Data entries:
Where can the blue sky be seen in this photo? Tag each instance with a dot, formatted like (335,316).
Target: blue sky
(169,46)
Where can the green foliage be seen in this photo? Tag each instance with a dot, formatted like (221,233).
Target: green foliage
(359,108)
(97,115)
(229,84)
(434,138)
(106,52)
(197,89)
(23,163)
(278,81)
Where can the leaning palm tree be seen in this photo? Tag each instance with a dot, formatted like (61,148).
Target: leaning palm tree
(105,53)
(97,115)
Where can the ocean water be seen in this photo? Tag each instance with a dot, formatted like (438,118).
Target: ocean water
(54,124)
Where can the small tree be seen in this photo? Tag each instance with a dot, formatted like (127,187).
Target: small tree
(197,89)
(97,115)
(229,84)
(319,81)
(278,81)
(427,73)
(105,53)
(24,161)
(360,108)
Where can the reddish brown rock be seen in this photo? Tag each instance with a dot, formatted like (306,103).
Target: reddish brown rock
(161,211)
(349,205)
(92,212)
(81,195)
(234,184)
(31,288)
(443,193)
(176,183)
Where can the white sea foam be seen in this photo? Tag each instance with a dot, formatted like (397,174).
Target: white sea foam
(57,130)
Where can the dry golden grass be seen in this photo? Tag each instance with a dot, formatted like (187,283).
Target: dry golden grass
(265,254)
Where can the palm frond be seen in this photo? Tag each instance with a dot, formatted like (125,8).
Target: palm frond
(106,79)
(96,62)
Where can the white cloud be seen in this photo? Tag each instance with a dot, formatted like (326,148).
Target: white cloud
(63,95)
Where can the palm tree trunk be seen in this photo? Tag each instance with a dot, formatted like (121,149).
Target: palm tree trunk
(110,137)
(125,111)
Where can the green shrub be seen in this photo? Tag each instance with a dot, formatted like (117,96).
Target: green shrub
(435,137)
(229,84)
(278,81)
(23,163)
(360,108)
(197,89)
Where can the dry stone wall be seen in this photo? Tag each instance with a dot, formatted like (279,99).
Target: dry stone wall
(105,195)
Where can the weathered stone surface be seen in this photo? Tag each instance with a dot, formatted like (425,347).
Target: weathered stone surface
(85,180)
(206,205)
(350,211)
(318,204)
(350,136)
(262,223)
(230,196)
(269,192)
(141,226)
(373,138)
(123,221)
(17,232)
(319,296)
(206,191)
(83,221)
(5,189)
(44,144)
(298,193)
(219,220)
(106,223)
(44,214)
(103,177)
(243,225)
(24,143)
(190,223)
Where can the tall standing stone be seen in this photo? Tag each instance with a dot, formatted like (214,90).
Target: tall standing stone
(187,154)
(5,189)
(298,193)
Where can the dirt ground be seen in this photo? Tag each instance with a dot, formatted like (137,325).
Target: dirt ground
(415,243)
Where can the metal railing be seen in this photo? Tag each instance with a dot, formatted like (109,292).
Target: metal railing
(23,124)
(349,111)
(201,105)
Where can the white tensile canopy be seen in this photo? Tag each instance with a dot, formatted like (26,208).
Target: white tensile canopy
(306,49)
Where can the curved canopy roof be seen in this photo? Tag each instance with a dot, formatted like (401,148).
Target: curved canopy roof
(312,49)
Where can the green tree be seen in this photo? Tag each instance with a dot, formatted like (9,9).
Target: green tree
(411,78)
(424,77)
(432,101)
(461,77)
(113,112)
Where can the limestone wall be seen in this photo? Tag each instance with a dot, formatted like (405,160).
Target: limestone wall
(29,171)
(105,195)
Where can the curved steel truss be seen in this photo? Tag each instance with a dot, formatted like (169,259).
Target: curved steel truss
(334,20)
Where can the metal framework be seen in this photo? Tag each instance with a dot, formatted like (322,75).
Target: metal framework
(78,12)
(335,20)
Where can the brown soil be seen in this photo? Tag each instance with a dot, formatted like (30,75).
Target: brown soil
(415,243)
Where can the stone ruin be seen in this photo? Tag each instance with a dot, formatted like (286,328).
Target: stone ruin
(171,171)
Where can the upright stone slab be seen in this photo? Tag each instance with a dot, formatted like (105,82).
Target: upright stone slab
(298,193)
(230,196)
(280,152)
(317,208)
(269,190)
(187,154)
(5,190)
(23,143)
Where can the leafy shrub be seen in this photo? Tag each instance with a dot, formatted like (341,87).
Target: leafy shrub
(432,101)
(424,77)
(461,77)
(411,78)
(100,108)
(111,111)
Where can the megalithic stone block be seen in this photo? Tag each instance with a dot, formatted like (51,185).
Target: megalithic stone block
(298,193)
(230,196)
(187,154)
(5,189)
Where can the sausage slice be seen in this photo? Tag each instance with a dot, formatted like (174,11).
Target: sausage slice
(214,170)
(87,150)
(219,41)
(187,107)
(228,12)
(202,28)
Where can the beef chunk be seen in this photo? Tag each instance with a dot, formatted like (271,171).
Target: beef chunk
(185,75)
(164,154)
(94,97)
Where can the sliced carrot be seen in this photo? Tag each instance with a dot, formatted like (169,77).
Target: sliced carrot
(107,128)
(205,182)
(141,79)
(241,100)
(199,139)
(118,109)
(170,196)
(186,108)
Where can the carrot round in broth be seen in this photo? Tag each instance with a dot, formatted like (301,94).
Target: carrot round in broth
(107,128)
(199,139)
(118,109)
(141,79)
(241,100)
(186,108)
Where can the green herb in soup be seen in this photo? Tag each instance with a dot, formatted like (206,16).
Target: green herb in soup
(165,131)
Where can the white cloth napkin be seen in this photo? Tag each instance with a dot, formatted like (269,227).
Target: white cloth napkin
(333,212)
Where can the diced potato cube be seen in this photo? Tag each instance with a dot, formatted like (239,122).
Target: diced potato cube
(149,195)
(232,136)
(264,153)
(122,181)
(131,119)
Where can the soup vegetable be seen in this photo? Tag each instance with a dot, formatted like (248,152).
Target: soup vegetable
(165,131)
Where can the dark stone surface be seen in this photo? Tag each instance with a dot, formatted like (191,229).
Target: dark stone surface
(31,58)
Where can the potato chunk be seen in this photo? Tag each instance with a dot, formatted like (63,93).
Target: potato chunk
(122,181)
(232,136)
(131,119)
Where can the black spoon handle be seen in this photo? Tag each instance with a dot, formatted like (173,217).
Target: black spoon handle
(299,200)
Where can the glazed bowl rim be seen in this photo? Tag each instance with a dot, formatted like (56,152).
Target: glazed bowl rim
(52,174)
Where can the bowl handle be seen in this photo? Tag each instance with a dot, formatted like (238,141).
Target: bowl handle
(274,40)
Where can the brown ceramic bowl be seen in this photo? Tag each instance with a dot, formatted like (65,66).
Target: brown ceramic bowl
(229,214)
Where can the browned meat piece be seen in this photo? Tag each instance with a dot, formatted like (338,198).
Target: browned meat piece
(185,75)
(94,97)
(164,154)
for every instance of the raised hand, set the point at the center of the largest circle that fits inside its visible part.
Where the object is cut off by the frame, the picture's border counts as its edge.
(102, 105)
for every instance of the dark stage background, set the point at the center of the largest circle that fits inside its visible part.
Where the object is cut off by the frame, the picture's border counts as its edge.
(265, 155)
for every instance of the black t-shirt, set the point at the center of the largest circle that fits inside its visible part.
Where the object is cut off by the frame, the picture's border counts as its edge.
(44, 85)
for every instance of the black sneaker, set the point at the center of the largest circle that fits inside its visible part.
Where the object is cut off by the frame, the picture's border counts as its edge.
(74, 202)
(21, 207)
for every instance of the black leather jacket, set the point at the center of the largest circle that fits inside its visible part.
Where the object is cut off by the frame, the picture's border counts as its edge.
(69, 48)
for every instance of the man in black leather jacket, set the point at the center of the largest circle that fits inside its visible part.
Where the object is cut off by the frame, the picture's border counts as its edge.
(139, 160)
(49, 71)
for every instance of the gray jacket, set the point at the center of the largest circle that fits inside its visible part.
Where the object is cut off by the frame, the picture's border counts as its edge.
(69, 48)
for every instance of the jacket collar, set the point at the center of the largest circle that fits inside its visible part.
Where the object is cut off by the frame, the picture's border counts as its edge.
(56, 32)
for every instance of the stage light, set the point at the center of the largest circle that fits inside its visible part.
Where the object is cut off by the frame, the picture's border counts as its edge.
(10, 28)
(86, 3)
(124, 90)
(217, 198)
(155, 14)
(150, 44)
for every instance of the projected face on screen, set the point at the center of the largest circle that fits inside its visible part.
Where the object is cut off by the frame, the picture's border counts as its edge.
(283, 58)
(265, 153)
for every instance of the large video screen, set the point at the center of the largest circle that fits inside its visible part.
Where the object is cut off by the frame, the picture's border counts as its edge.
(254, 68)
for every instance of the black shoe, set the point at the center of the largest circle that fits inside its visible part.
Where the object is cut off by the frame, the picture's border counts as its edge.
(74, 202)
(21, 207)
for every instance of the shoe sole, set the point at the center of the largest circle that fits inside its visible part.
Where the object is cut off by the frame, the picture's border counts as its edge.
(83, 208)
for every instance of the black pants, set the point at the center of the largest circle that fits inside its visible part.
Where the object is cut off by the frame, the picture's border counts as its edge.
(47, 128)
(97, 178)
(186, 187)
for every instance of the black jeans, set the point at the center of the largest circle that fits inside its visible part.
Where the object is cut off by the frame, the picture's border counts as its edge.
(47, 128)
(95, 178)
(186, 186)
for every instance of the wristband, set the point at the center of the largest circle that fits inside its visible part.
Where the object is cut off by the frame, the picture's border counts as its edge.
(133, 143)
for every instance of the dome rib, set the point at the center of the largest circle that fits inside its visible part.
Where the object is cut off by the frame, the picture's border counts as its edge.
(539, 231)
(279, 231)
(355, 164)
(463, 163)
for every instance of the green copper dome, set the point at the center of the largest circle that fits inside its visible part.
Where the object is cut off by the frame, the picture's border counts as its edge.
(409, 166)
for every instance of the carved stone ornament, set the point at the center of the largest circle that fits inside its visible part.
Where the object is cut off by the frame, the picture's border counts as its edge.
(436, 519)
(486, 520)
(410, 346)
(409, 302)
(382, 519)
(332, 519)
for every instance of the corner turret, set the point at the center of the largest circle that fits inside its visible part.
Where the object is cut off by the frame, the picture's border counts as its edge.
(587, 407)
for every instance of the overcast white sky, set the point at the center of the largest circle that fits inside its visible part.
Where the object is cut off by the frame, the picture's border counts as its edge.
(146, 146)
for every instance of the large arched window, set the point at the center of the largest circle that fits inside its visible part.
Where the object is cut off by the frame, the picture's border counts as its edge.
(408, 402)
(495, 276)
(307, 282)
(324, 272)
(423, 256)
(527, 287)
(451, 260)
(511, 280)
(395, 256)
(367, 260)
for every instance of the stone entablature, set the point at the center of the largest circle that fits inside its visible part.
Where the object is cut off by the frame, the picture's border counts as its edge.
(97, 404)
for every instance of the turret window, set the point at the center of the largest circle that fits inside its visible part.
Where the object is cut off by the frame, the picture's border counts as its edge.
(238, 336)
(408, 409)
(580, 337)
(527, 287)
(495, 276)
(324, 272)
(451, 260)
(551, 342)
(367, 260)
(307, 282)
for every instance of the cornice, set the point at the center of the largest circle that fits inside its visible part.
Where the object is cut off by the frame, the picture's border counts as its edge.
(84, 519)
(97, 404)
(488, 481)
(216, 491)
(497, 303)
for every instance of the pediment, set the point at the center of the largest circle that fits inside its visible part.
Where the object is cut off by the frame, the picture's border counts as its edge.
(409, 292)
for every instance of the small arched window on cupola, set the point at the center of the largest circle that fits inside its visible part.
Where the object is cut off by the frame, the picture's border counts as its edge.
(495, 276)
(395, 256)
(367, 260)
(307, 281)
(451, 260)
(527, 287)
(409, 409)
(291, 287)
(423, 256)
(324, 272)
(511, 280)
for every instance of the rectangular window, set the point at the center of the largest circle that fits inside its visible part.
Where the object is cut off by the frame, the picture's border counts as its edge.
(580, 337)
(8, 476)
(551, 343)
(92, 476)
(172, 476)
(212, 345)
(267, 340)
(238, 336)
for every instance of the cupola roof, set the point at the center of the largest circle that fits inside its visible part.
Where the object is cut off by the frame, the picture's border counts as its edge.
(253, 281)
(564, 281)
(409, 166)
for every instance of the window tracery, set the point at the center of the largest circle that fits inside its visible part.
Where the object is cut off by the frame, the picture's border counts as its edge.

WORK ITEM - Find the lines above with the word "leather". Copy them out.

RESPONSE -
for every instance of the black leather jacket, set the point at the center of the largest circle that fits inside its visible part.
for every instance of the man in black leather jacket, set the point at the center of the largest circle that fits inside its visible part.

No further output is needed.